## YOUR GOAL
From the line containing "For each instance of the wooden dining" down to the last line of the records below, give every line again without any change.

_ _ _ _ _ _ _

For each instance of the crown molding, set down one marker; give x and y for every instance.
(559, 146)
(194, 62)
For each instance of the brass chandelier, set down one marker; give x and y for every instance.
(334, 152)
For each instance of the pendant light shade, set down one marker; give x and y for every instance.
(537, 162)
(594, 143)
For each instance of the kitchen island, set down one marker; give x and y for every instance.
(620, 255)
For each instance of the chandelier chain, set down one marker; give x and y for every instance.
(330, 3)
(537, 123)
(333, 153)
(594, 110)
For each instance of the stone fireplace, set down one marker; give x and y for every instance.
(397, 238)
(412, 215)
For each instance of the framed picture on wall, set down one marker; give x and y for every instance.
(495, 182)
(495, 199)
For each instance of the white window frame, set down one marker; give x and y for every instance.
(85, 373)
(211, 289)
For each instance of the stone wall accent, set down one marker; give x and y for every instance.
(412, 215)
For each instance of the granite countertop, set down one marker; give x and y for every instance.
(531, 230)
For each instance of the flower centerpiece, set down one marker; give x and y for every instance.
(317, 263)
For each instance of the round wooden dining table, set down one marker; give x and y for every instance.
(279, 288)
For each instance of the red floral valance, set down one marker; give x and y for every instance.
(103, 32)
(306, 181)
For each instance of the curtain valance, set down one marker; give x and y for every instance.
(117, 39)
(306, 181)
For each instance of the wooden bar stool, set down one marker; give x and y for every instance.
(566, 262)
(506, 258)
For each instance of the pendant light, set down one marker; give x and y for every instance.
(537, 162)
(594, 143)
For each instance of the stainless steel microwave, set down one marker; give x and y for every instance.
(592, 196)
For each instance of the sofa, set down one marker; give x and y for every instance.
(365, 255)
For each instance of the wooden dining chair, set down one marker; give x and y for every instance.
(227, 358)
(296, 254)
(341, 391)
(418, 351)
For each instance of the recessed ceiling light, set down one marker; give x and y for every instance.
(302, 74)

_ _ _ _ _ _ _

## THE COMPLETED TASK
For each instance of the wooden dining chair, set down one marker; give x and y for every instance.
(227, 358)
(296, 254)
(341, 391)
(418, 351)
For each instance of the recessed ceiling light, set down one marker; give x and y for every instance.
(302, 74)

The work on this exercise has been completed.